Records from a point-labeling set
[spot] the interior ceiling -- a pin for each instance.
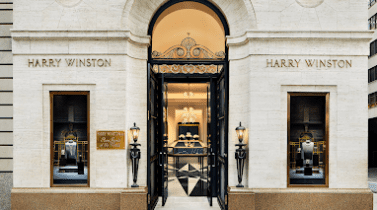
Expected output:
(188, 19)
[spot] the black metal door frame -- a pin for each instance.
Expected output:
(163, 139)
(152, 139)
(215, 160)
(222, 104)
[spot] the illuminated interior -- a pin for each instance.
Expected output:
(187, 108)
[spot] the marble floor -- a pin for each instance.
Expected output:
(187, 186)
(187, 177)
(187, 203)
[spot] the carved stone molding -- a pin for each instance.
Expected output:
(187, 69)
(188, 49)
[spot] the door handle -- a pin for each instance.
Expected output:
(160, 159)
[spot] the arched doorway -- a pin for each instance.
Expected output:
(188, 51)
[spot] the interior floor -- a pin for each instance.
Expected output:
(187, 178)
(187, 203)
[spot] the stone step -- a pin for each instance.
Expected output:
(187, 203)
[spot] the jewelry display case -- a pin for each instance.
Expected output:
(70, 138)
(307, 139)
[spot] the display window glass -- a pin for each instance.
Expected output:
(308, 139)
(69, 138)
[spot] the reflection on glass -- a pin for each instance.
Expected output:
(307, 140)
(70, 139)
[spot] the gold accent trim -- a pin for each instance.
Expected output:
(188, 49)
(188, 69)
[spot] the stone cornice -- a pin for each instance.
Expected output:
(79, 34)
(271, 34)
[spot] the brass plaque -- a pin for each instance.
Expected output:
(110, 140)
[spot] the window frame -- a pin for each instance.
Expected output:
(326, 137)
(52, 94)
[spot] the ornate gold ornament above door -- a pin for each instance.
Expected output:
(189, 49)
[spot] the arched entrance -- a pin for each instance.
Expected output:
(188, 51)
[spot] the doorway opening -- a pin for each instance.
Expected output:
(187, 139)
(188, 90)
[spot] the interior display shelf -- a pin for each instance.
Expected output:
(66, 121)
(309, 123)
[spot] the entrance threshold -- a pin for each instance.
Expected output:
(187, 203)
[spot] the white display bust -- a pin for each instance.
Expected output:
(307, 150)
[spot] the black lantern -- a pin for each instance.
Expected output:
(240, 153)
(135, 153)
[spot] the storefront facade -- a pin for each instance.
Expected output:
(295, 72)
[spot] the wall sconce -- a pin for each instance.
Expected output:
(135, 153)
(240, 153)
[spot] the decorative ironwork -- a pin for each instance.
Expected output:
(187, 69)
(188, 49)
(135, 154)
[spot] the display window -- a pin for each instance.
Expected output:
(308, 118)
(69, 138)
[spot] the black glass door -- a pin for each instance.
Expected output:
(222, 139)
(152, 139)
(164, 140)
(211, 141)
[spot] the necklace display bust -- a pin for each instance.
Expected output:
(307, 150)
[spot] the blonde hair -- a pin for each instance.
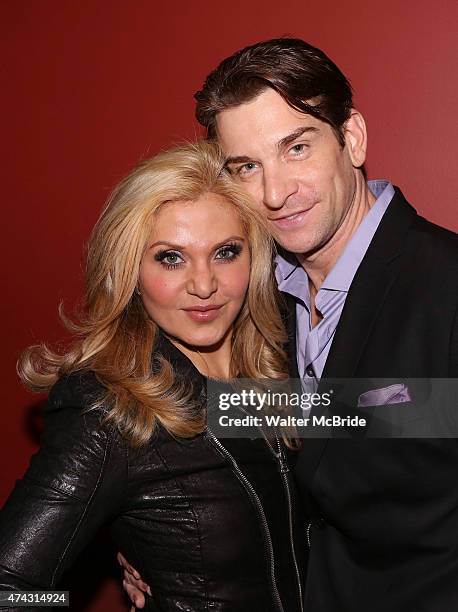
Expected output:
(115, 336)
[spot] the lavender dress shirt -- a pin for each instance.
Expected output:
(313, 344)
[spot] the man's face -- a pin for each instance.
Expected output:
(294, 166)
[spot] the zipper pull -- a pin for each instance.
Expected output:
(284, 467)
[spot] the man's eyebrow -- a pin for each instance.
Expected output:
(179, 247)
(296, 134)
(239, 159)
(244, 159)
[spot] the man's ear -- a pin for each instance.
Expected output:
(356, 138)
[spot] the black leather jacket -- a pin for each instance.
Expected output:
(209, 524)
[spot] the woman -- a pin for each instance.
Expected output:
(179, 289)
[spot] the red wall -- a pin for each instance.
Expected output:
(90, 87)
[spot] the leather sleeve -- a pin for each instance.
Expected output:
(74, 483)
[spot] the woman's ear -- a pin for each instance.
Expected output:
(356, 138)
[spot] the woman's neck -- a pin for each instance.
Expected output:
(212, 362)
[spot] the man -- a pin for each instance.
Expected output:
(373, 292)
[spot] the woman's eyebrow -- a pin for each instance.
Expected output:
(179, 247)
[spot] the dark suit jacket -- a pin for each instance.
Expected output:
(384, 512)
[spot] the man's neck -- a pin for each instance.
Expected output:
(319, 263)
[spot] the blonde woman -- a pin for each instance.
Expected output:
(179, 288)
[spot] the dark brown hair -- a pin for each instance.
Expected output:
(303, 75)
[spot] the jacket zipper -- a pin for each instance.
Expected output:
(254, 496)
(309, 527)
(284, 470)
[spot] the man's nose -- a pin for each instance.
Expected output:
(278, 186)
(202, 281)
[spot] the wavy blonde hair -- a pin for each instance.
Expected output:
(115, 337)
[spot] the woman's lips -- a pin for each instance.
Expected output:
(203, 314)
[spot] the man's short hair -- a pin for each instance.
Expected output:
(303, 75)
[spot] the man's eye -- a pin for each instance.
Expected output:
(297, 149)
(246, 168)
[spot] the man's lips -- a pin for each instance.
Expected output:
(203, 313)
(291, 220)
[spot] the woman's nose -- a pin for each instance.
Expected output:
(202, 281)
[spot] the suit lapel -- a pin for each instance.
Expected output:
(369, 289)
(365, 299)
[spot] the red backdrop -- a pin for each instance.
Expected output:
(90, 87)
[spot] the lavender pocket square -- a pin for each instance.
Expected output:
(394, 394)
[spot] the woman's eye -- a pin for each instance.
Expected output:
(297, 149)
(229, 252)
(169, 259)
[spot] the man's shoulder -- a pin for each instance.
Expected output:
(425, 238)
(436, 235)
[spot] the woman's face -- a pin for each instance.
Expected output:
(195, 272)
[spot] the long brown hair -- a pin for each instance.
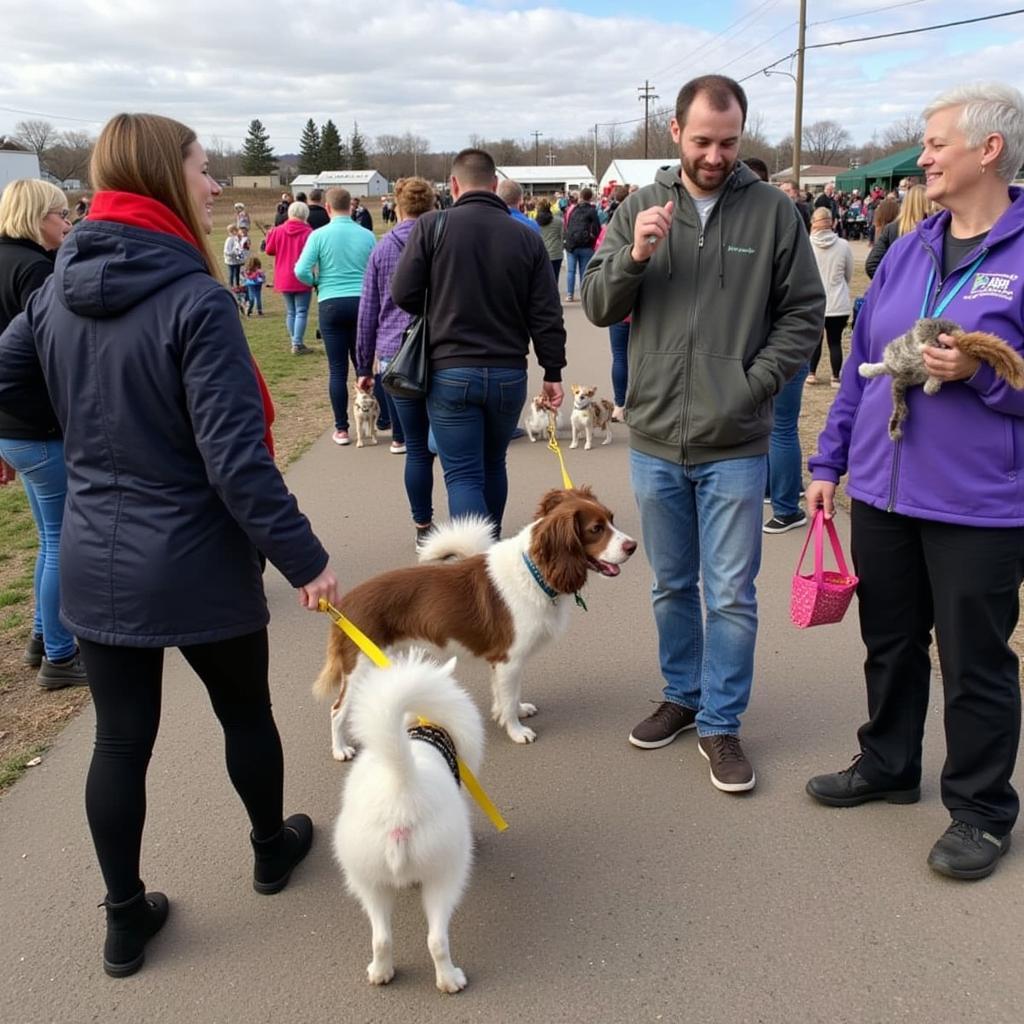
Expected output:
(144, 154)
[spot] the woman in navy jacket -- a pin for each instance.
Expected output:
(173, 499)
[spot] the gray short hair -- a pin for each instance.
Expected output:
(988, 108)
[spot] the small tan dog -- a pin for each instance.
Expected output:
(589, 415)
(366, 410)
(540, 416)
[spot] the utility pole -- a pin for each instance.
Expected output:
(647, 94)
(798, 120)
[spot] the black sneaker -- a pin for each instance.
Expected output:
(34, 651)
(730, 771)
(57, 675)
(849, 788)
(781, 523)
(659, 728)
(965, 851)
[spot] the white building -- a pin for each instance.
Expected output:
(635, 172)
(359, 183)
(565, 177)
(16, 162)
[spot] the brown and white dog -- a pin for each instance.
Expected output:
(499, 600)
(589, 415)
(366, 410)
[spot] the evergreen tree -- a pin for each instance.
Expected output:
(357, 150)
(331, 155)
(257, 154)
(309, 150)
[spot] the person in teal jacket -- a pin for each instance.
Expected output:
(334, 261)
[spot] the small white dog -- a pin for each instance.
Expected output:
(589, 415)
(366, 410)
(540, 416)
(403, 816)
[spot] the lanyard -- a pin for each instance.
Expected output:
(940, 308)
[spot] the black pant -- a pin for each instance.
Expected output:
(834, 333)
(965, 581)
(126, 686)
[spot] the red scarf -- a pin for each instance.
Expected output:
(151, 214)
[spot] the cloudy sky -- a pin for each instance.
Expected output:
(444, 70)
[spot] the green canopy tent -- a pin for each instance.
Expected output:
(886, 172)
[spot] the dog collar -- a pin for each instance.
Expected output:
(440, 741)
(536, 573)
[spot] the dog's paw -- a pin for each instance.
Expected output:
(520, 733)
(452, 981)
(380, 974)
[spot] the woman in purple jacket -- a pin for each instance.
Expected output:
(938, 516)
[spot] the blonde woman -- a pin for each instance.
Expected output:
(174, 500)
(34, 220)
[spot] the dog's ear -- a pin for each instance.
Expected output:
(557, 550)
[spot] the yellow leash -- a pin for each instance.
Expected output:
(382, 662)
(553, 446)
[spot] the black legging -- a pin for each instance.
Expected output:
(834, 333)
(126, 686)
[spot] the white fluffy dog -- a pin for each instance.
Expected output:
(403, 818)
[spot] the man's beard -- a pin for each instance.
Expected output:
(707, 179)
--
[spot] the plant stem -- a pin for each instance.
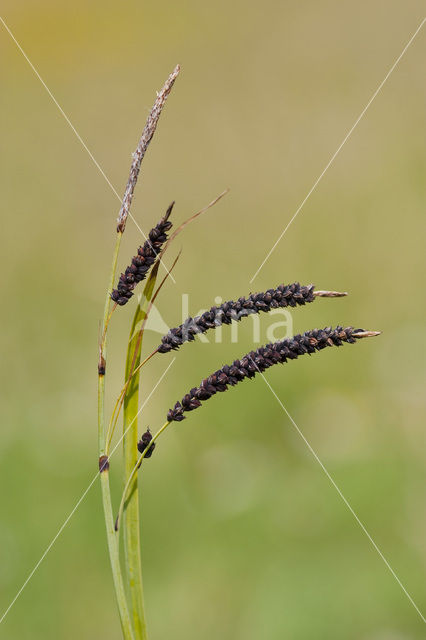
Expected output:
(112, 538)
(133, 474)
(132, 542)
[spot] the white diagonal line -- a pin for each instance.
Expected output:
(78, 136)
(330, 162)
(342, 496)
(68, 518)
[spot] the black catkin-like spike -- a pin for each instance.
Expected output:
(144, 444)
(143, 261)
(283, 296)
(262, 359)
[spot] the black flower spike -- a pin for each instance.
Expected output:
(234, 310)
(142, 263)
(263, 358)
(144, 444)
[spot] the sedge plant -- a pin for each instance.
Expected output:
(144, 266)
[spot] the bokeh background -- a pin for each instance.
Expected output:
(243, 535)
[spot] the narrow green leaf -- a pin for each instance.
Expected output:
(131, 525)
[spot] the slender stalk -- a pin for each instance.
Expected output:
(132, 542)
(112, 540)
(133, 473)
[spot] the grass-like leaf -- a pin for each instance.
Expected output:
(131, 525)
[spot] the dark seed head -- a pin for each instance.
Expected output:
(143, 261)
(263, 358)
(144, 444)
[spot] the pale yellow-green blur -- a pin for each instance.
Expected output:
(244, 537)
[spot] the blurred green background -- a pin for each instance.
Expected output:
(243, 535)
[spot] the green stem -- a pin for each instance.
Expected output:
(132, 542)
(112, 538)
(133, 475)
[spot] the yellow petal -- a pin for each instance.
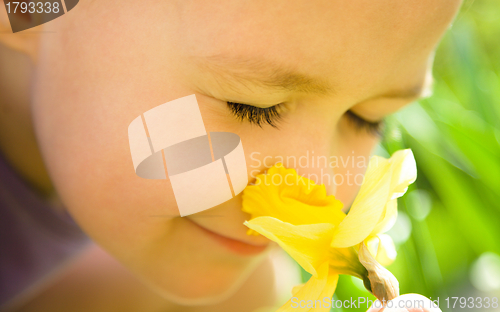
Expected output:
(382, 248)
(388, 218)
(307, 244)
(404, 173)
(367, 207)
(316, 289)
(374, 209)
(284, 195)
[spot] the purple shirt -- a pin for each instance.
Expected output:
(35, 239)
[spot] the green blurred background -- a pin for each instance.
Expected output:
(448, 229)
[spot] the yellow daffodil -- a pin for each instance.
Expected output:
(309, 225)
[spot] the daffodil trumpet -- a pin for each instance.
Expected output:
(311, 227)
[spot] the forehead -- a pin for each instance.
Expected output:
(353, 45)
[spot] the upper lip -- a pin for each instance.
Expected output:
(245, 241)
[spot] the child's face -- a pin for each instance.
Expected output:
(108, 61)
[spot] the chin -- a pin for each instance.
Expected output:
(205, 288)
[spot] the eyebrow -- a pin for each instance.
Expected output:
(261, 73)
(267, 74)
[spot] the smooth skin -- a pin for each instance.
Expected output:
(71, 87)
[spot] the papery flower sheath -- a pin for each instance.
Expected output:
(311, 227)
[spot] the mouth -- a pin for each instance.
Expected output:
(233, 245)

» Given task
Pull out every line of the material that contains the word "bust", and list those lines.

» Completed exercise
[spot] the white display bust -- a pin for each instance.
[spot] the necklace display bust -- a pin for each instance.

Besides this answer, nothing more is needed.